= Task directions =
Rewrite the rows from the first line through the line containing "x=219 y=264", inclusive, leaving the requests unchanged. Shift every coordinate in the answers by adding 123 to it.

[Stored dataset rows]
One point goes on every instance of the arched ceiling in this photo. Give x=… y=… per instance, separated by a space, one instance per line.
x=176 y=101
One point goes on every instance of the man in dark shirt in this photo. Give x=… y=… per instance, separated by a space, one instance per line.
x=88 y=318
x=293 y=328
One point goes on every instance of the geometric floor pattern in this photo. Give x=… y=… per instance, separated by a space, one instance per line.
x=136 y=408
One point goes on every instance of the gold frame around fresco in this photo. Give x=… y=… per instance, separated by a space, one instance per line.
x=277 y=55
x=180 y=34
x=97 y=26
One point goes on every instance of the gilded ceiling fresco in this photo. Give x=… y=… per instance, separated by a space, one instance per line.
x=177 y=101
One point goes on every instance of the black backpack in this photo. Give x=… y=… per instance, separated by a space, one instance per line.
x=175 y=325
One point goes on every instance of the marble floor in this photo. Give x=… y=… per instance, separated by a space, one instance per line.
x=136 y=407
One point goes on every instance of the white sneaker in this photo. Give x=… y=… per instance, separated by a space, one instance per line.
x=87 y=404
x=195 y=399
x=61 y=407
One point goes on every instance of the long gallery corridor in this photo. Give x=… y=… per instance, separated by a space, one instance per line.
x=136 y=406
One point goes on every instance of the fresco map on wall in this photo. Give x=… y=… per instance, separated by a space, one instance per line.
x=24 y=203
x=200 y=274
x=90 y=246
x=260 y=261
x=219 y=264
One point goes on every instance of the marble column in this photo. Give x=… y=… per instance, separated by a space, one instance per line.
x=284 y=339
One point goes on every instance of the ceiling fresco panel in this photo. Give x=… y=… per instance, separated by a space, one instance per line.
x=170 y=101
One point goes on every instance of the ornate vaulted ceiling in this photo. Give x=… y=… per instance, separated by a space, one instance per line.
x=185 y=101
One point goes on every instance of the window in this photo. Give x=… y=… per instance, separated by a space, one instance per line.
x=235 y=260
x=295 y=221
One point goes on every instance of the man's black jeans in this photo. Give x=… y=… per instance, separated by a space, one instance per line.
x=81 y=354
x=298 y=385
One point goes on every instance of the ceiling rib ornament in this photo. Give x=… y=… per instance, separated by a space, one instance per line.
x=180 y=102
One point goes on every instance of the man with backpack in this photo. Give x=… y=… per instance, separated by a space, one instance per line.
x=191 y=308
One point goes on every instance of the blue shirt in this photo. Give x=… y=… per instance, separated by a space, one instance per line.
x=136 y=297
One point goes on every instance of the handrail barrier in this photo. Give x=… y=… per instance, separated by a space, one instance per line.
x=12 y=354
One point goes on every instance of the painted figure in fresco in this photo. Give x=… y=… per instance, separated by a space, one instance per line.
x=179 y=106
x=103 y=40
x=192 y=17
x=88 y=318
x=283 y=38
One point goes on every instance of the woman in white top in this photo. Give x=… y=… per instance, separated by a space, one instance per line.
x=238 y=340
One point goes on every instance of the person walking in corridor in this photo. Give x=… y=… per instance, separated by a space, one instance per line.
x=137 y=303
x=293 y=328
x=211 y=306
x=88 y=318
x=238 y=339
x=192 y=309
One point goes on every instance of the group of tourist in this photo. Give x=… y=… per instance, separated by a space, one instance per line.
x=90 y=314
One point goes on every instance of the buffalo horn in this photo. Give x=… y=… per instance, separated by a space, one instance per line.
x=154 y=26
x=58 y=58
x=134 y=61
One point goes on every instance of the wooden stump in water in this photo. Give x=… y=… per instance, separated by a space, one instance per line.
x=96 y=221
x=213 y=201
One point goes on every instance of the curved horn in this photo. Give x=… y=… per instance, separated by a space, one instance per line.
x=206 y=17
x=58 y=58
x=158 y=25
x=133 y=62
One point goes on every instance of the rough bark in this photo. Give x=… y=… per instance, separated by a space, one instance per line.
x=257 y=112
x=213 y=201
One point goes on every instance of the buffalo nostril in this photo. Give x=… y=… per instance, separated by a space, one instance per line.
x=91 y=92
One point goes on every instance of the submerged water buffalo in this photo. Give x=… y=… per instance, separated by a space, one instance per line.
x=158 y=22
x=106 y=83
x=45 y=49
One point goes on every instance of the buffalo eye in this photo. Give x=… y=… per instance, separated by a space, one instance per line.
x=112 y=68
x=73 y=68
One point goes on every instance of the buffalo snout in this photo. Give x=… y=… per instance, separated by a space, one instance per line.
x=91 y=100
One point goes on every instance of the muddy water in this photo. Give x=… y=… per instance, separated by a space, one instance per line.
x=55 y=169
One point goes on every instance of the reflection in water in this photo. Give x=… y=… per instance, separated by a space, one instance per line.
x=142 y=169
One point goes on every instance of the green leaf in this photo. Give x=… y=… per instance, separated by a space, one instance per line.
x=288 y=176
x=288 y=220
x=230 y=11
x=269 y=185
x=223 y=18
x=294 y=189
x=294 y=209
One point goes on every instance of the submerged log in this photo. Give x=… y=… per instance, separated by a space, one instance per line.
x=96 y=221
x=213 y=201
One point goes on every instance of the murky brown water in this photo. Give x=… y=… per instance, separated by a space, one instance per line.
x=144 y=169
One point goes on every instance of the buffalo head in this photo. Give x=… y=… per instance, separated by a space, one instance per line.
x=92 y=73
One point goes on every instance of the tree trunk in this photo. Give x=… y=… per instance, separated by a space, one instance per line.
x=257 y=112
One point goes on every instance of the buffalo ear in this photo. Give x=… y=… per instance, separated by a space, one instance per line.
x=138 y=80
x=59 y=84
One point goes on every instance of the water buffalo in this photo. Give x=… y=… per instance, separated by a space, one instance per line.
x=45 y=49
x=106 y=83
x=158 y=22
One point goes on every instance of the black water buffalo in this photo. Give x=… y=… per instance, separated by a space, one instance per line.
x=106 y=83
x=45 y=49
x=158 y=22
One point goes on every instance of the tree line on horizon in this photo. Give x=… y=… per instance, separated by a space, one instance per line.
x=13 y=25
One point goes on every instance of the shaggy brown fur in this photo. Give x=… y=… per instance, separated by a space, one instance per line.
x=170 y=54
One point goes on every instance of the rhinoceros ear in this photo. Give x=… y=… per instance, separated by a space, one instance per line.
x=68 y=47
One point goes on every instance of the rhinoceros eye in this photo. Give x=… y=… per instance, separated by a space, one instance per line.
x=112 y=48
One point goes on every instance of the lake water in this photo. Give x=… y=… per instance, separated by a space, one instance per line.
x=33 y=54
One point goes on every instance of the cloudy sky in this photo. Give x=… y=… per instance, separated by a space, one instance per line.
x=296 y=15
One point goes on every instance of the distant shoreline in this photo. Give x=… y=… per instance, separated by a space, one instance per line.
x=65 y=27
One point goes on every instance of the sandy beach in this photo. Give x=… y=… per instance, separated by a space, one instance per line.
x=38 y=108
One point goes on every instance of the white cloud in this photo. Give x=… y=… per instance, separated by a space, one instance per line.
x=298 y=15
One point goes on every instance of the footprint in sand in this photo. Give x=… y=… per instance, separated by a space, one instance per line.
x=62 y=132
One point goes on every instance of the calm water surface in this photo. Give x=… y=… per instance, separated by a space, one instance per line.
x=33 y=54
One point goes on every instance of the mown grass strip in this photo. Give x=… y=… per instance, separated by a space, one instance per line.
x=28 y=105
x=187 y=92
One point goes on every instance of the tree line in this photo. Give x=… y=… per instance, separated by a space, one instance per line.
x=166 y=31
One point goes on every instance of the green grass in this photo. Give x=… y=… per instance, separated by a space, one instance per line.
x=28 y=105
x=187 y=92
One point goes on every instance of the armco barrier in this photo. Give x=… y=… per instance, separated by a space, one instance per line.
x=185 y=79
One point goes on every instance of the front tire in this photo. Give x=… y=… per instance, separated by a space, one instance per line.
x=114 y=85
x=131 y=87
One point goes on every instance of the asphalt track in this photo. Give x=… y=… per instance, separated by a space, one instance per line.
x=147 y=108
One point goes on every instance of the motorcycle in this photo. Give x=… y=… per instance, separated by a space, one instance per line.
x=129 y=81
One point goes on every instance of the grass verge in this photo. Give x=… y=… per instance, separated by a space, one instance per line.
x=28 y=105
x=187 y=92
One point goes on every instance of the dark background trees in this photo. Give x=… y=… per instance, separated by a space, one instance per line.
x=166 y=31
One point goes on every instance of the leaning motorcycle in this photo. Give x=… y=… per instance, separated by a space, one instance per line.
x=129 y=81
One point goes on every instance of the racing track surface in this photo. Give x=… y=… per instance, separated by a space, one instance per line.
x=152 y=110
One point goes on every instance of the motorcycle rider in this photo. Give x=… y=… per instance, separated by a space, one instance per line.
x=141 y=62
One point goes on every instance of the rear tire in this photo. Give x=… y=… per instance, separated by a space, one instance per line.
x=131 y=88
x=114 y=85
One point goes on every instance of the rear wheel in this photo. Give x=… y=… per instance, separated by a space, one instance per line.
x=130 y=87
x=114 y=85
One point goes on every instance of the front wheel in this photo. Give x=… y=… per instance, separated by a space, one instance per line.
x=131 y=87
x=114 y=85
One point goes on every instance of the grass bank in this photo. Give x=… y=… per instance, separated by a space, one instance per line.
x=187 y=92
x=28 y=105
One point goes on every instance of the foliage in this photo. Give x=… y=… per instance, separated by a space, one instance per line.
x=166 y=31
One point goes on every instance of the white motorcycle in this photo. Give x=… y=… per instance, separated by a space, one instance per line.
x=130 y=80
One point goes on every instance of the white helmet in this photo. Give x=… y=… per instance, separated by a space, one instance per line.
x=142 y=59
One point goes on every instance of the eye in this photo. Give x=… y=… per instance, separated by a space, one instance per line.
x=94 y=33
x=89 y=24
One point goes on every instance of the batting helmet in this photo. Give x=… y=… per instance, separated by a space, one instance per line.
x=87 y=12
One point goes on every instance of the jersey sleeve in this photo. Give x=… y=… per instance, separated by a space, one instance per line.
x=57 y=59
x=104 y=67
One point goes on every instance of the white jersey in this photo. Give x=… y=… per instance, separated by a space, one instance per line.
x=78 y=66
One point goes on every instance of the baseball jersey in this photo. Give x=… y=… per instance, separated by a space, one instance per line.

= Reply =
One point goes on every instance of the arched ceiling in this photo. Give x=… y=… per instance, separated by a space, one instance per line.
x=299 y=224
One point goes on every instance of the man in dark shirt in this photo. Give x=… y=… per instance, separated by a space, one instance per line.
x=211 y=441
x=416 y=451
One point goes on every instance of the geometric floor pattern in this photo. Give x=… y=… per instance, separated by a space, one instance per line.
x=259 y=531
One point goes on every instance of the gold frame around fresco in this photo. Give x=… y=… per instance, separated by a space, one instance per line.
x=400 y=178
x=303 y=157
x=220 y=149
One point goes on every instance of the gilded ceiling fresco in this photo. Give x=… y=… per instance, separated by a space, one instance per line.
x=300 y=224
One point goes on every instance of the black backpack in this photo. Give x=… y=… per instance, separated by a space, one instance per line.
x=298 y=448
One point goes on every instance of the marble floor in this photo. Give x=… y=… per instance, separated by a space, one instance per line.
x=259 y=530
One point goes on every instance of the white sneaker in this photo. Give x=… y=… per instance, separated by a space, one instance per line.
x=210 y=527
x=318 y=522
x=184 y=530
One point goes on every instance of the long gallery corridor in this photo. Give x=… y=… per instance, separated by a space, one instance per line.
x=259 y=529
One point goes on every instance of the fresco map on wall in this photo. Give x=… y=… per instance, separated by a space, one instance per line.
x=147 y=326
x=323 y=397
x=213 y=369
x=383 y=384
x=342 y=387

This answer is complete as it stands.